-- TASK MATERIAL --
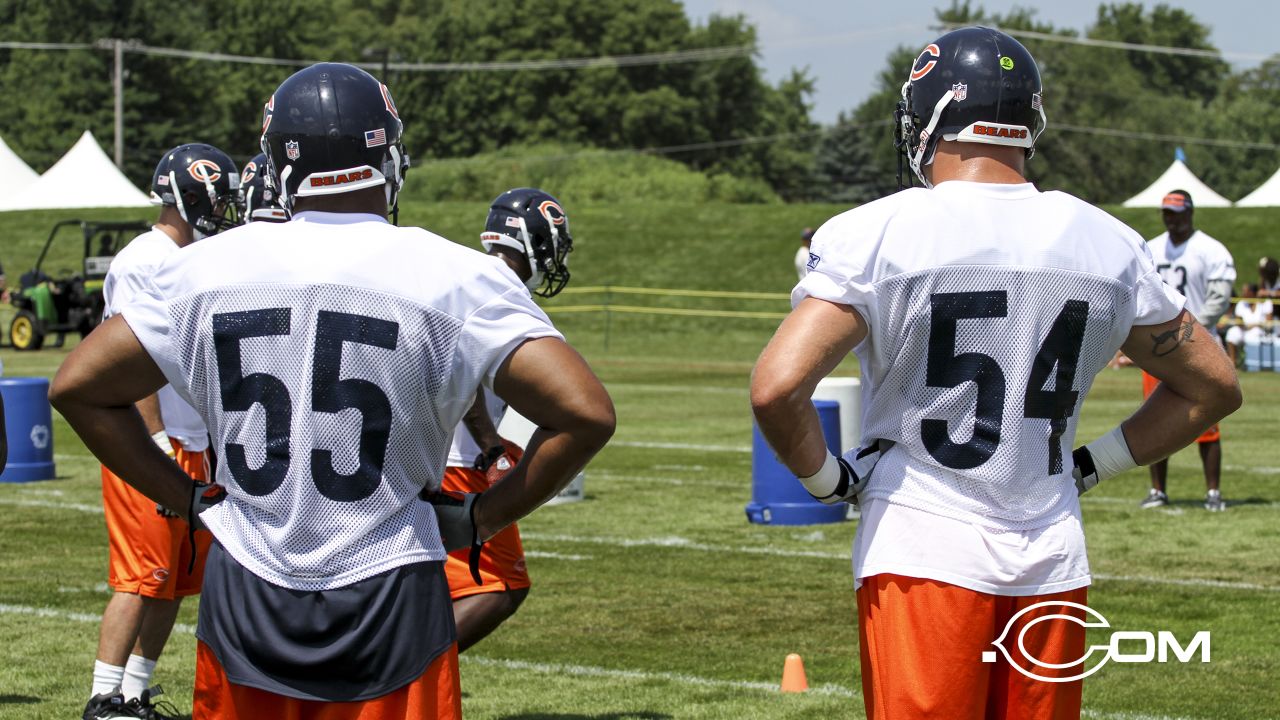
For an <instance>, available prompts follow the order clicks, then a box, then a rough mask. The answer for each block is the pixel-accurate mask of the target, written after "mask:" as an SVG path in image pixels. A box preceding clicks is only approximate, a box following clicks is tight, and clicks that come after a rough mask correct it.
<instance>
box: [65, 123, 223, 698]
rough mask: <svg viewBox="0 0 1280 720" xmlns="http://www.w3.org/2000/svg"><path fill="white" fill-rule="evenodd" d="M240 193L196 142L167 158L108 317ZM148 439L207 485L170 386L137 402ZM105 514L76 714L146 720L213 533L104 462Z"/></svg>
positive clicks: (139, 288)
mask: <svg viewBox="0 0 1280 720" xmlns="http://www.w3.org/2000/svg"><path fill="white" fill-rule="evenodd" d="M238 192H239V176H238V173H237V172H236V165H234V163H233V161H232V159H230V158H228V156H227V154H225V152H223V151H221V150H219V149H216V147H212V146H210V145H205V143H201V142H193V143H186V145H179V146H177V147H174V149H173V150H170V151H168V152H165V154H164V156H163V158H161V159H160V163H159V164H157V165H156V172H155V174H154V176H152V179H151V202H152V204H155V205H160V217H159V219H157V220H156V223H155V225H152V228H151V232H147V233H143V234H141V236H138V237H136V238H133V241H132V242H129V245H127V246H125V247H124V249H123V250H122V251H120V252H119V254H116V255H115V258H114V259H113V260H111V268H110V270H109V272H108V273H106V279H105V281H104V283H102V300H104V301H105V307H106V309H105V313H104V315H105V316H106V318H110V316H113V315H116V314H119V313H120V310H122V309H124V307H125V306H127V305H128V304H129V302H132V301H133V299H134V297H137V296H138V295H141V293H143V292H146V290H147V286H148V283H150V281H151V275H154V274H155V272H156V269H159V266H160V265H161V264H163V263H164V261H165V260H166V259H168V258H169V256H170V255H173V254H174V252H178V251H179V249H183V247H187V246H188V245H191V243H192V242H196V241H197V240H201V238H204V237H206V236H211V234H215V233H219V232H221V231H224V229H227V228H229V227H233V225H234V224H236V220H234V214H233V213H229V210H230V209H232V206H233V204H234V202H236V197H237V193H238ZM137 410H138V414H140V415H141V416H142V421H143V424H145V425H146V428H147V432H148V433H150V434H151V439H152V441H155V443H156V446H157V447H159V448H160V450H161V451H164V452H165V454H166V455H168V456H170V457H173V460H174V462H177V465H178V466H179V468H182V469H183V470H184V471H187V473H188V474H191V475H192V477H195V478H198V479H201V480H209V479H210V478H209V469H207V466H209V455H207V452H206V451H207V448H209V430H207V429H206V428H205V423H204V420H201V418H200V415H198V414H196V410H195V409H193V407H192V406H191V405H189V404H187V402H186V401H183V400H182V398H180V397H179V396H178V393H177V392H175V391H174V388H172V387H168V386H165V387H163V388H160V389H159V392H156V393H154V395H150V396H147V397H146V398H143V400H141V401H138V402H137ZM102 509H104V514H105V516H106V536H108V541H109V547H110V552H109V578H108V579H109V583H108V584H110V587H111V589H113V591H114V592H113V594H111V600H110V601H108V603H106V610H105V611H104V612H102V624H101V628H100V630H99V642H97V660H96V661H95V662H93V685H92V691H91V692H90V696H91V697H90V701H88V703H87V705H86V707H84V714H83V716H84V717H87V719H99V717H116V716H118V717H140V716H146V717H151V716H154V715H155V712H157V711H155V710H154V708H152V702H151V696H152V694H159V692H157V691H154V689H151V688H148V685H150V680H151V676H152V674H154V673H155V666H156V661H157V660H159V659H160V652H161V651H163V650H164V646H165V642H166V641H168V639H169V633H170V630H172V629H173V623H174V620H175V619H177V616H178V609H179V606H180V605H182V598H183V597H187V596H193V594H198V593H200V585H201V578H202V575H204V569H205V553H206V552H207V550H209V542H210V537H209V533H206V532H198V533H192V532H191V530H189V528H188V527H187V523H186V521H184V520H182V519H179V518H178V516H177V515H175V514H173V512H170V511H166V510H164V509H163V507H157V506H156V503H155V501H152V500H148V498H147V497H146V496H145V495H142V493H140V492H138V491H136V489H134V488H132V487H131V486H129V484H127V483H125V482H124V480H122V479H120V478H118V477H116V475H115V474H114V473H113V471H111V470H110V469H109V468H106V466H105V465H104V466H102Z"/></svg>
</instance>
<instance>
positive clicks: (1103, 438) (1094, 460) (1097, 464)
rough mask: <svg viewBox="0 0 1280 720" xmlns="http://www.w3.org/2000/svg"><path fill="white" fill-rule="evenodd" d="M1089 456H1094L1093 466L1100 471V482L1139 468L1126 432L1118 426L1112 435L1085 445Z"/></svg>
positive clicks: (1115, 428) (1108, 435) (1110, 435)
mask: <svg viewBox="0 0 1280 720" xmlns="http://www.w3.org/2000/svg"><path fill="white" fill-rule="evenodd" d="M1084 447H1087V448H1088V451H1089V455H1092V456H1093V465H1094V468H1097V471H1098V482H1102V480H1105V479H1107V478H1114V477H1116V475H1119V474H1120V473H1124V471H1125V470H1132V469H1134V468H1137V466H1138V464H1137V462H1135V461H1134V460H1133V454H1132V452H1129V443H1128V441H1125V439H1124V430H1121V429H1120V425H1116V427H1115V429H1112V430H1111V432H1110V433H1107V434H1105V436H1102V437H1100V438H1098V439H1096V441H1093V442H1091V443H1088V445H1085V446H1084Z"/></svg>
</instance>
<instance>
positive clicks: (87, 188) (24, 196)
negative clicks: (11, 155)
mask: <svg viewBox="0 0 1280 720" xmlns="http://www.w3.org/2000/svg"><path fill="white" fill-rule="evenodd" d="M148 205H151V201H150V200H148V199H147V195H146V193H145V192H142V191H141V190H138V188H137V187H133V183H132V182H129V178H127V177H124V173H122V172H120V170H119V169H118V168H116V167H115V164H114V163H111V159H110V158H108V156H106V152H104V151H102V149H101V147H100V146H99V145H97V141H96V140H93V136H92V135H91V133H90V132H88V131H84V135H82V136H81V138H79V140H78V141H76V145H73V146H72V149H70V150H68V151H67V154H65V155H63V158H61V159H60V160H58V163H55V164H54V167H52V168H49V170H46V172H45V174H42V176H40V179H38V181H36V182H35V183H32V184H29V186H27V188H26V190H23V191H22V192H18V193H15V195H13V196H12V197H3V196H0V210H36V209H50V208H146V206H148Z"/></svg>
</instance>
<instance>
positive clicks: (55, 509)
mask: <svg viewBox="0 0 1280 720" xmlns="http://www.w3.org/2000/svg"><path fill="white" fill-rule="evenodd" d="M0 505H17V506H19V507H52V509H55V510H76V511H77V512H92V514H95V515H101V514H102V506H101V505H84V503H81V502H54V501H52V500H23V498H19V497H0Z"/></svg>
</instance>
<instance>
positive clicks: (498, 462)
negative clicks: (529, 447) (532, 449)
mask: <svg viewBox="0 0 1280 720" xmlns="http://www.w3.org/2000/svg"><path fill="white" fill-rule="evenodd" d="M485 456H486V457H488V459H489V462H488V464H485V466H484V468H480V466H479V459H476V462H477V466H476V469H477V470H484V473H485V478H486V479H488V480H489V484H490V486H493V484H494V483H497V482H498V480H500V479H502V478H503V477H504V475H506V474H507V473H509V471H512V470H513V469H515V468H516V465H518V464H520V459H521V457H524V456H525V451H524V448H521V447H520V446H518V445H516V443H513V442H511V441H509V439H506V438H503V441H502V445H495V446H493V447H490V448H489V450H488V451H486V452H485Z"/></svg>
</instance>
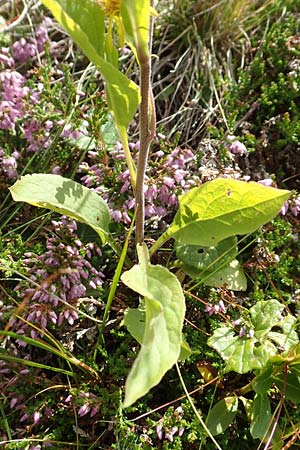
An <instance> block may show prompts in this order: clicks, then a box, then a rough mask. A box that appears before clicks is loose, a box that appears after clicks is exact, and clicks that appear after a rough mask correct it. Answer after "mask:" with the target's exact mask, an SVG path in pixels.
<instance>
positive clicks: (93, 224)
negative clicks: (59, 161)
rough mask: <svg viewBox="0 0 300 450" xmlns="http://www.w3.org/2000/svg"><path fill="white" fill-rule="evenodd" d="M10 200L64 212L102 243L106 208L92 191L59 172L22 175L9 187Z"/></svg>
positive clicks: (107, 220) (60, 211)
mask: <svg viewBox="0 0 300 450" xmlns="http://www.w3.org/2000/svg"><path fill="white" fill-rule="evenodd" d="M10 192H11V195H12V197H13V199H14V200H15V201H17V202H26V203H29V204H30V205H34V206H39V207H40V208H47V209H50V210H51V211H55V212H58V213H60V214H64V215H66V216H68V217H71V218H72V219H75V220H78V221H79V222H83V223H86V224H87V225H89V226H90V227H92V228H93V229H94V230H95V231H96V232H97V233H98V235H99V236H100V238H101V239H102V242H103V243H105V242H106V240H107V235H108V225H109V222H110V215H109V209H108V206H107V204H106V203H105V202H104V200H102V199H101V197H99V195H97V194H96V193H95V192H93V191H91V190H90V189H88V188H86V187H85V186H82V185H81V184H79V183H77V182H76V181H73V180H69V179H68V178H64V177H62V176H60V175H53V174H33V175H26V176H25V177H21V180H19V181H17V182H16V183H15V184H14V185H13V186H12V187H11V188H10Z"/></svg>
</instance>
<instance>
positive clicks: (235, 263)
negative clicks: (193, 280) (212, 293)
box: [204, 259, 247, 291]
mask: <svg viewBox="0 0 300 450" xmlns="http://www.w3.org/2000/svg"><path fill="white" fill-rule="evenodd" d="M204 284H206V285H207V286H213V287H222V286H226V288H227V289H232V290H233V291H245V290H246V289H247V279H246V276H245V273H244V271H243V269H242V267H241V266H240V263H239V262H238V261H237V260H236V259H235V260H234V261H231V263H229V264H228V266H226V267H223V269H221V270H219V271H218V272H216V273H214V274H212V275H210V276H209V277H205V279H204Z"/></svg>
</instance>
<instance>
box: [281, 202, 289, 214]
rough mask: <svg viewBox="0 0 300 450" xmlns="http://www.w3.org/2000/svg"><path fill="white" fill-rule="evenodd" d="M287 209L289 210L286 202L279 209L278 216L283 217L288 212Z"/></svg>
mask: <svg viewBox="0 0 300 450" xmlns="http://www.w3.org/2000/svg"><path fill="white" fill-rule="evenodd" d="M288 209H289V202H288V200H287V201H286V202H284V204H283V206H282V207H281V210H280V214H282V215H283V216H285V215H286V213H287V212H288Z"/></svg>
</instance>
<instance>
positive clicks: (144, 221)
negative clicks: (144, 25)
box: [135, 18, 156, 244]
mask: <svg viewBox="0 0 300 450" xmlns="http://www.w3.org/2000/svg"><path fill="white" fill-rule="evenodd" d="M152 22H153V19H152V18H150V42H151V36H152V26H153V25H152ZM138 57H139V62H140V91H141V104H140V151H139V158H138V164H137V174H136V194H135V199H136V207H137V213H136V243H137V244H141V243H142V242H143V240H144V222H145V196H144V181H145V175H146V168H147V161H148V155H149V147H150V144H151V141H152V139H153V138H154V136H155V128H156V120H155V108H154V100H153V95H152V89H151V50H150V52H149V55H145V54H144V52H142V51H140V52H139V51H138Z"/></svg>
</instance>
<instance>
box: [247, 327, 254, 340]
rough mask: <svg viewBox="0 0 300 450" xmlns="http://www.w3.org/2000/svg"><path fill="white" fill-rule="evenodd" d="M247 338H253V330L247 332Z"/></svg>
mask: <svg viewBox="0 0 300 450" xmlns="http://www.w3.org/2000/svg"><path fill="white" fill-rule="evenodd" d="M248 336H249V338H250V339H252V338H254V330H252V329H251V330H249V331H248Z"/></svg>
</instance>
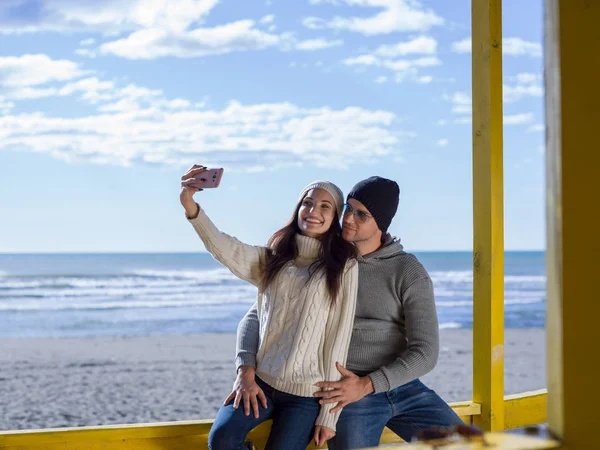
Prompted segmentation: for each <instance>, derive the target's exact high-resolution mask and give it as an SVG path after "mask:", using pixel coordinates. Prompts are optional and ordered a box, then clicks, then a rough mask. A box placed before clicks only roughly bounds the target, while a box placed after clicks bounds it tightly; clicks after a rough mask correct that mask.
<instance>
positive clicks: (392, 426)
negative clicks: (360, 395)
mask: <svg viewBox="0 0 600 450" xmlns="http://www.w3.org/2000/svg"><path fill="white" fill-rule="evenodd" d="M461 423H463V422H462V420H460V417H458V416H457V415H456V413H455V412H454V411H453V410H452V408H450V407H449V406H448V404H447V403H446V402H444V400H442V399H441V398H440V396H439V395H437V394H436V393H435V392H434V391H432V390H431V389H429V388H428V387H427V386H425V385H424V384H423V383H421V381H419V380H414V381H411V382H410V383H407V384H405V385H403V386H400V387H398V388H396V389H393V390H391V391H388V392H381V393H379V394H369V395H367V396H365V397H363V398H362V399H361V400H359V401H358V402H355V403H350V404H349V405H347V406H346V407H345V408H344V409H343V410H342V414H341V415H340V419H339V420H338V423H337V434H336V435H335V437H334V438H333V439H331V440H330V441H329V442H328V443H327V444H328V446H329V449H331V450H347V449H355V448H364V447H377V446H378V445H379V440H380V439H381V433H383V429H384V427H386V426H387V427H388V428H389V429H391V430H392V431H393V432H394V433H396V434H397V435H398V436H400V437H401V438H402V439H404V440H405V441H407V442H410V441H411V439H412V438H413V437H415V436H416V435H417V433H418V432H419V431H420V430H424V429H427V428H430V427H432V426H443V427H449V426H452V425H458V424H461Z"/></svg>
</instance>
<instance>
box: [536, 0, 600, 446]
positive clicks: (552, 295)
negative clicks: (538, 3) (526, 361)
mask: <svg viewBox="0 0 600 450" xmlns="http://www.w3.org/2000/svg"><path fill="white" fill-rule="evenodd" d="M599 23H600V2H598V1H590V0H546V2H545V78H546V124H547V128H548V132H547V146H546V148H547V150H546V158H547V172H546V173H547V176H546V184H547V191H546V192H547V209H546V214H547V215H546V217H547V255H546V258H547V274H548V302H547V303H548V308H547V310H548V319H547V323H546V328H547V345H548V352H547V354H548V423H549V426H550V428H551V430H552V431H553V432H554V433H555V434H556V435H558V436H559V437H562V438H563V443H564V445H565V446H566V447H567V448H569V449H570V450H579V449H592V448H598V445H599V444H598V436H597V435H596V432H597V431H598V425H599V424H600V421H599V419H598V417H599V416H598V411H597V410H598V405H600V386H599V385H598V380H600V349H599V348H598V343H600V332H599V329H600V326H599V324H598V318H599V317H600V298H599V294H598V289H597V287H596V280H597V279H598V274H599V273H600V262H599V261H600V259H599V255H600V238H599V236H598V232H599V230H600V213H599V212H598V211H599V207H598V205H600V175H599V173H598V171H599V169H600V151H599V149H600V144H599V142H600V140H599V137H598V132H599V125H600V89H599V87H598V80H600V57H599V56H598V55H600V27H599V26H598V24H599Z"/></svg>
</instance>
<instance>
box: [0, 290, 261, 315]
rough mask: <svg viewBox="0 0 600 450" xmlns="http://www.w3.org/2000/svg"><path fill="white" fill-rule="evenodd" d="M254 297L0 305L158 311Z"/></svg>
mask: <svg viewBox="0 0 600 450" xmlns="http://www.w3.org/2000/svg"><path fill="white" fill-rule="evenodd" d="M254 301H256V297H253V296H251V295H250V296H249V295H244V294H241V295H231V294H227V295H223V296H221V297H209V298H202V299H194V300H190V299H189V298H188V297H182V296H178V297H173V298H168V299H156V300H144V299H140V300H135V301H126V302H123V301H113V302H93V301H92V302H90V301H87V302H73V303H64V302H63V303H61V302H48V301H44V302H35V301H28V302H22V303H19V304H12V305H11V304H0V311H2V312H34V311H35V312H37V311H80V310H90V311H93V310H117V309H118V310H131V309H149V308H150V309H159V308H186V307H193V306H219V305H225V304H240V303H243V304H252V303H253V302H254Z"/></svg>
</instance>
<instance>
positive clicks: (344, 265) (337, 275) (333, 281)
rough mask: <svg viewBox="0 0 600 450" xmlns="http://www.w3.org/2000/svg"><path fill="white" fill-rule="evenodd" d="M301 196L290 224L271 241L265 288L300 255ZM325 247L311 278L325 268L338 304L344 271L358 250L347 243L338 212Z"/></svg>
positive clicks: (310, 271)
mask: <svg viewBox="0 0 600 450" xmlns="http://www.w3.org/2000/svg"><path fill="white" fill-rule="evenodd" d="M303 200H304V199H301V200H300V201H299V202H298V206H296V209H295V211H294V214H293V215H292V217H291V218H290V220H289V221H288V223H287V224H286V225H285V226H284V227H283V228H282V229H281V230H279V231H277V232H276V233H275V234H273V236H271V238H270V239H269V242H268V244H267V247H268V250H267V253H266V260H265V262H264V266H263V268H264V270H263V279H262V289H263V290H265V289H267V287H269V285H270V284H271V283H272V282H273V280H274V279H275V277H276V276H277V274H278V273H279V271H280V270H281V269H283V267H284V266H285V265H286V264H287V263H288V262H290V261H293V260H294V259H296V257H297V256H298V246H297V244H296V234H299V233H301V230H300V227H299V226H298V211H299V210H300V207H301V206H302V201H303ZM320 240H321V250H320V253H319V258H318V259H317V260H316V261H315V262H314V263H313V264H311V266H310V268H309V273H310V277H311V278H312V276H313V275H314V274H315V273H316V272H317V271H319V270H320V269H324V270H325V277H326V282H327V291H328V293H329V296H330V297H331V301H332V302H333V303H335V301H336V299H337V297H338V294H339V292H340V289H341V285H342V274H343V271H344V267H346V262H347V261H348V260H349V259H351V258H356V255H357V251H356V247H354V245H352V244H350V243H349V242H346V241H345V240H344V239H343V238H342V227H341V226H340V217H339V215H338V213H337V212H336V213H335V217H334V219H333V222H332V223H331V226H330V227H329V230H327V232H326V233H325V234H324V235H323V236H322V237H321V239H320Z"/></svg>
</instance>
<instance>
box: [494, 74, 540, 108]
mask: <svg viewBox="0 0 600 450" xmlns="http://www.w3.org/2000/svg"><path fill="white" fill-rule="evenodd" d="M509 80H510V81H511V82H513V83H514V84H504V86H503V89H502V90H503V97H504V101H505V102H507V103H512V102H516V101H518V100H520V99H521V98H523V97H527V96H529V97H542V96H543V95H544V86H543V85H542V81H543V78H542V75H539V74H535V73H520V74H518V75H516V76H514V77H511V78H509Z"/></svg>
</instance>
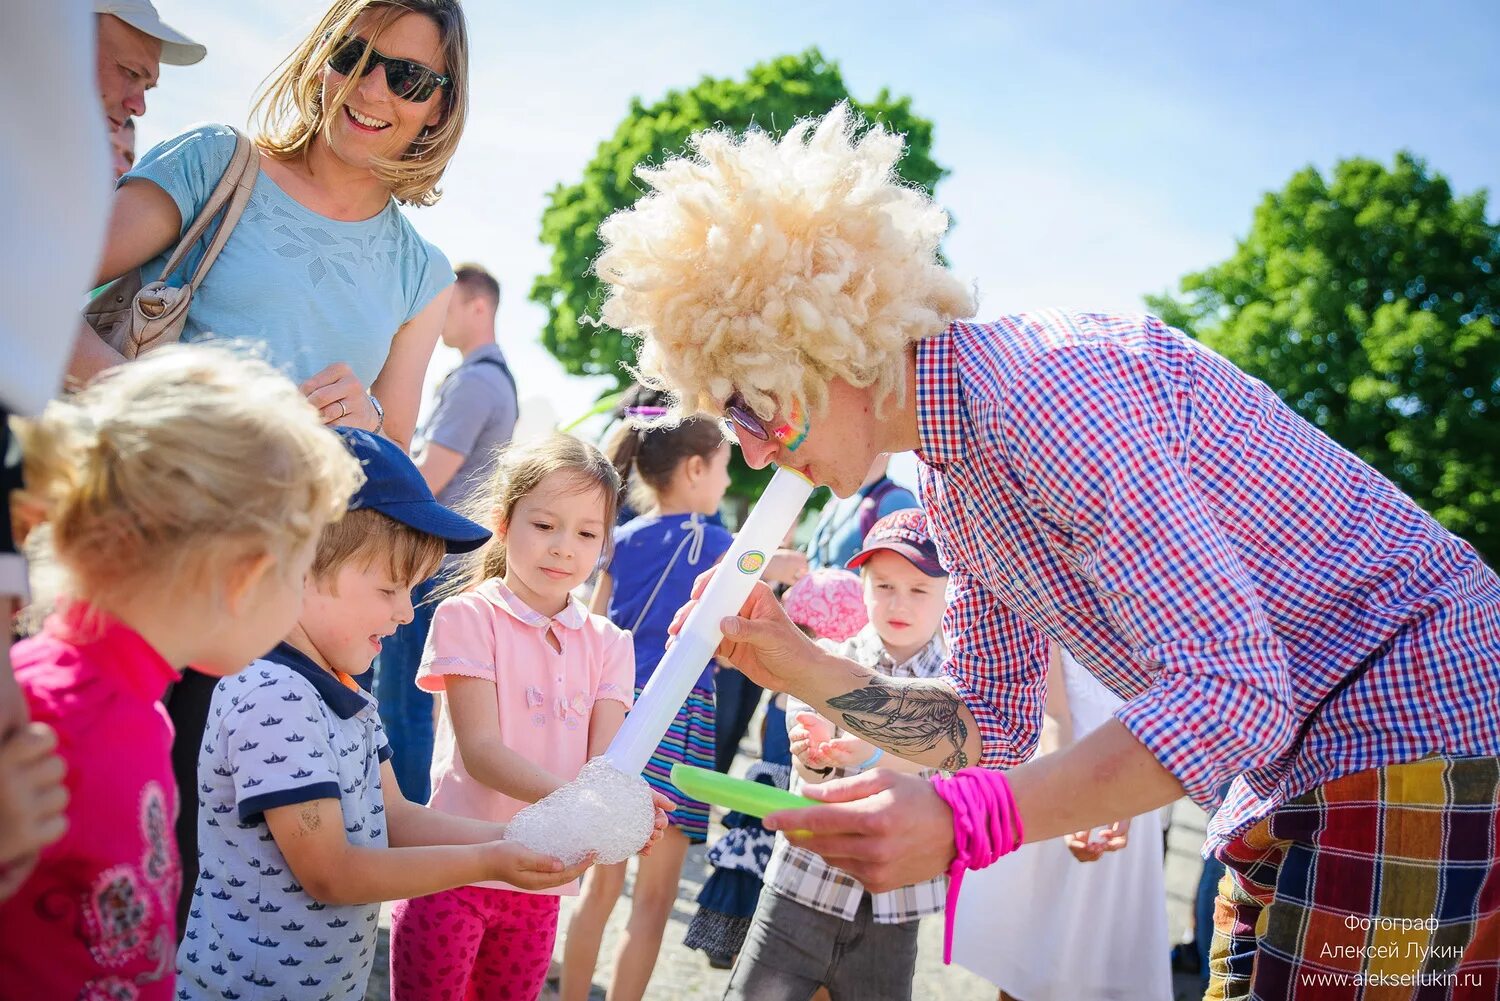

-- EXERCISE INSTRUCTIONS --
Please transcribe exactly the lines above from the line that has "box: [0, 290, 261, 315]" up to and including the line that has "196L290 224L271 241L265"; no other line belongs in the answer.

-- TASK SOLUTION --
box: [0, 290, 261, 315]
rough mask: <svg viewBox="0 0 600 450" xmlns="http://www.w3.org/2000/svg"><path fill="white" fill-rule="evenodd" d="M254 297L0 305L158 311Z"/></svg>
mask: <svg viewBox="0 0 600 450" xmlns="http://www.w3.org/2000/svg"><path fill="white" fill-rule="evenodd" d="M254 301H256V297H253V296H251V295H250V296H249V295H244V294H241V295H231V294H227V295H223V296H221V297H209V298H202V299H194V300H190V299H189V298H188V297H182V296H178V297H173V298H168V299H156V300H144V299H140V300H135V301H126V302H123V301H113V302H93V301H92V302H90V301H87V302H73V303H64V302H63V303H61V302H48V301H44V302H35V301H28V302H22V303H19V304H12V305H11V304H0V311H2V312H34V311H35V312H37V311H80V310H90V311H93V310H117V309H118V310H131V309H149V308H150V309H159V308H186V307H193V306H219V305H225V304H240V303H243V304H252V303H253V302H254Z"/></svg>
</instance>
<instance>
positive clicks: (344, 265) (337, 275) (333, 281)
rough mask: <svg viewBox="0 0 600 450" xmlns="http://www.w3.org/2000/svg"><path fill="white" fill-rule="evenodd" d="M301 196L290 224L271 241L265 288L300 255ZM325 247L311 278L325 268L338 304L344 271L358 250L347 243L338 212Z"/></svg>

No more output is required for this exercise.